→ **Problems and tasks**:
**1)** Reproduce the Alabama football passage between "Yet it created" and "on Saban’s empire.", inclusive.
**2)** Answer these questions from the Alabama football passage:
(a) On what date did Nick Saban retire?
(b) At which school did Alabama suffer what the passage calls a stunning loss?
(c) How many losses did DeBoer's opening season include?
**3)** Resume the Alabama football passage after its final sentence.

The business of penning history’s first draft can get messy.
It can be like watching a game from the blimp — analyzing the moment-by-moment while searching for the broader context in real time.
Sometimes it’s a race to find the proper framing of the moment when, in reality, this is an ongoing conversation. It will ebb and flow. Lean one way this week, then another the next.
That’s especially true as we angle for the best way to explain this era of Alabama football. That zoomed-in view from Goodyear’s airship began Jan. 10 when Nick Saban retired and gained the new main character days later with the hiring of Kalen DeBoer.
Year 1 was a predictable recalibration in the least predictable places.
Yet it created just enough of a blip in the matrix to create an opportunity for DeBoer to stamp this program in his image in Year 2.
Though certainly not his plan, a four-loss opening salvo takes some of the argument away from anyone who’d claim DeBoer is squatting on Saban’s empire.
The drum beat of those airquotes dynasty years was interrupted by a stunning loss at Vanderbilt and an equally surprising no-show at a weakened Oklahoma.

→ **Record extracts**:
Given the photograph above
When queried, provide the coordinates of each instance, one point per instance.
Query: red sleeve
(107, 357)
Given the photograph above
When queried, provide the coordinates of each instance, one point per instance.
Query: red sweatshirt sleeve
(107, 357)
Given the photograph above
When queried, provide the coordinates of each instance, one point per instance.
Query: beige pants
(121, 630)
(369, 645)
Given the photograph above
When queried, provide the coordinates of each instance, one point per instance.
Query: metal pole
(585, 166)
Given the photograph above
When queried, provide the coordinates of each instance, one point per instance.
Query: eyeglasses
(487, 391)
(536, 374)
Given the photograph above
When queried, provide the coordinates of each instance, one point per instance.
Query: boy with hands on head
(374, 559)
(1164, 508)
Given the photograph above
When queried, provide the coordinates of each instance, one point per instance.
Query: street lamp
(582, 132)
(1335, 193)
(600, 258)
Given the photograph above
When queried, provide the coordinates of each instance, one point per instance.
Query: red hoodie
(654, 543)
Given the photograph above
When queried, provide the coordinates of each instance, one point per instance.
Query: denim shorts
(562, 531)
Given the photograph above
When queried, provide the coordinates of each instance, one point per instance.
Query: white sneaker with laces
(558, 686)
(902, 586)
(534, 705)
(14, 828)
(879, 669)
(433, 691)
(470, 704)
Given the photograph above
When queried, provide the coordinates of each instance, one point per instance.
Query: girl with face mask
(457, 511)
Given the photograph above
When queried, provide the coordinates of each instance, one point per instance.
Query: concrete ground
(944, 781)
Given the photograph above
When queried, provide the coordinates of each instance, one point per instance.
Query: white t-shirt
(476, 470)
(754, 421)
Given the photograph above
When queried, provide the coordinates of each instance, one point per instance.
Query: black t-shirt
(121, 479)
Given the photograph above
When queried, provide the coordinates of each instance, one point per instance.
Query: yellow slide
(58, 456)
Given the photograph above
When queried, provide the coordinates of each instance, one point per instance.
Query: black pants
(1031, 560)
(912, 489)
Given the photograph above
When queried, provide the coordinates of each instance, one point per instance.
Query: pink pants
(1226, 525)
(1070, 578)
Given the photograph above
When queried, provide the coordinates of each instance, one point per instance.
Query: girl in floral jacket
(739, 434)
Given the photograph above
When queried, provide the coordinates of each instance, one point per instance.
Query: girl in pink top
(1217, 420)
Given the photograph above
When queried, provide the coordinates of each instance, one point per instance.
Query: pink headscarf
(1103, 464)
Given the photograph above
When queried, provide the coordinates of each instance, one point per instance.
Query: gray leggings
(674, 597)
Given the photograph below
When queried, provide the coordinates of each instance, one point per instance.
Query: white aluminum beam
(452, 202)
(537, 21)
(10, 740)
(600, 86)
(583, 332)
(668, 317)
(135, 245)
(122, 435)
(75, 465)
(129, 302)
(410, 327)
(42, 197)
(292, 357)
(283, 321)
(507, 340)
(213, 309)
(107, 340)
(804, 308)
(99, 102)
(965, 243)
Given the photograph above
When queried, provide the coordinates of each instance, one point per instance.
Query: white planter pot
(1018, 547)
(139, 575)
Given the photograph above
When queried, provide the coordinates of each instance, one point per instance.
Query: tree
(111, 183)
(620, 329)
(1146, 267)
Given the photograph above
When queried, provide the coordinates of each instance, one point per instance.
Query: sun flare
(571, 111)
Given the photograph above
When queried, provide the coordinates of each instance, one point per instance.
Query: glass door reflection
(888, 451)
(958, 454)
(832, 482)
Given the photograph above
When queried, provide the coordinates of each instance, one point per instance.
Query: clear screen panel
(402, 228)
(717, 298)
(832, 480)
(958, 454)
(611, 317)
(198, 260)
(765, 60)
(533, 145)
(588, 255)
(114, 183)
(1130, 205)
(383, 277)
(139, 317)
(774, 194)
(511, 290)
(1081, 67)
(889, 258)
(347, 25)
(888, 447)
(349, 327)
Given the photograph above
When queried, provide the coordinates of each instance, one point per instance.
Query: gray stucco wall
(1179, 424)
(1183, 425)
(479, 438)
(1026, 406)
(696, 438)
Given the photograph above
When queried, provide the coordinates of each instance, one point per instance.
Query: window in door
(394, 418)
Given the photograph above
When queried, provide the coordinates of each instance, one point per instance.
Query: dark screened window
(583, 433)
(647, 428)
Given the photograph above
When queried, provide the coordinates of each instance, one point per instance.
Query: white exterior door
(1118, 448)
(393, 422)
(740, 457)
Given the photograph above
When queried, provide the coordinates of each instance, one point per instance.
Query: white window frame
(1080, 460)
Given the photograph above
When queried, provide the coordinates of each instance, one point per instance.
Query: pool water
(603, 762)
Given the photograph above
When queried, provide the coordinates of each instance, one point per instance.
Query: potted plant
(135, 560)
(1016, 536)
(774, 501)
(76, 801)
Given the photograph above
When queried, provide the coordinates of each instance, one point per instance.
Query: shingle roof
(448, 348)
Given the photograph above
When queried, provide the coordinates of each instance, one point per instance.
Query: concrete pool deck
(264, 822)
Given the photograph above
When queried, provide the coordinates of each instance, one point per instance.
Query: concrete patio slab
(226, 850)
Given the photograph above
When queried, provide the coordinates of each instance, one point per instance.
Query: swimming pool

→ **Solved problems**:
**1)**
Yet it created just enough of a blip in the matrix to create an opportunity for DeBoer to stamp this program in his image in Year 2.
Though certainly not his plan, a four-loss opening salvo takes some of the argument away from anyone who’d claim DeBoer is squatting on Saban’s empire.

**2)**
(a) Jan. 10
(b) Vanderbilt
(c) Four

**3)**
Those failures overshadowed the highlight moments like the takedown of Georgia in primetime and the domination of LSU in their snakepit.
It sets the stage for the second season when the chaos of generational transition settles into a program built more in DeBoer’s image. Nobody can deny there were some real growing pains as the internal culture of the program shed the quasi-militarized Saban system for a more, perhaps, democratic version under DeBoer.
Behind the scenes, carry-over coaches, players and staff members had to figure out a whole new way to operate. Saban left deep roots in that football complex and there’s no overselling just how different the day-to-day operation is under DeBoer.
Not necessarily worse.
Just different.
And that generally takes at least a year to reseed and replant a field so tangled in perennials.
Now, DeBoer appears to have his coaching staff back to a comfort zone that made him so effective at Washington.
It feels less like he’s trying to plug holes and keep the ship afloat now and more like time to drop the sails and find a tailwind.
With all that said, DeBoer’s got the benefit of a roster core that still bears some Saban branding.
All three players they brought to Atlanta for last week’s SEC media days played for Saban.
That’s not shocking since veteran players tend to get those slots but the transfer era brought a handful of players who’ve never played a down in their team’s jersey to last week’s media circus.
Each of those three veterans — OL Kadyn Proctor, LB Deontae Lawson and DL Tim Keenan — wasn’t backing away from the pressure of keeping the flame lit as they carry that metaphorical torch into the second year of this transition.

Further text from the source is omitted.